The records below must be reproduced exactly. Strip out the pictures.

### RECORDS ###

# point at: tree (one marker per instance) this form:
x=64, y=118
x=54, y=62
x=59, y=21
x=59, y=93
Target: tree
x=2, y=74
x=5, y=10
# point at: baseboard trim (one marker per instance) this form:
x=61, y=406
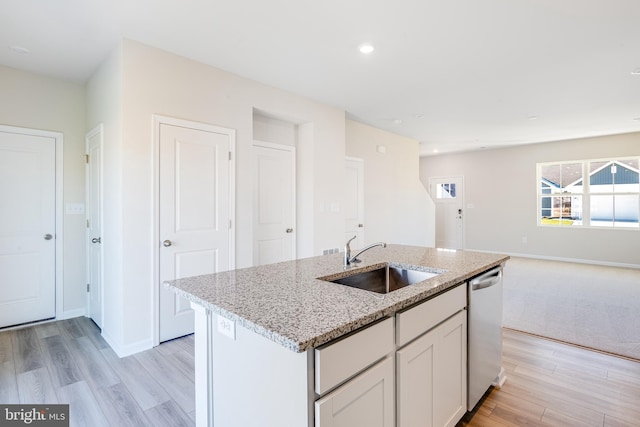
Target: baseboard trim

###

**RESULT OF THE EXERCISE:**
# point at: tree (one marker per instance) this form:
x=64, y=118
x=54, y=62
x=59, y=21
x=59, y=93
Target: tree
x=2, y=74
x=5, y=10
# point at: baseboard trim (one marker per instance) this form:
x=61, y=406
Target: baseboard trim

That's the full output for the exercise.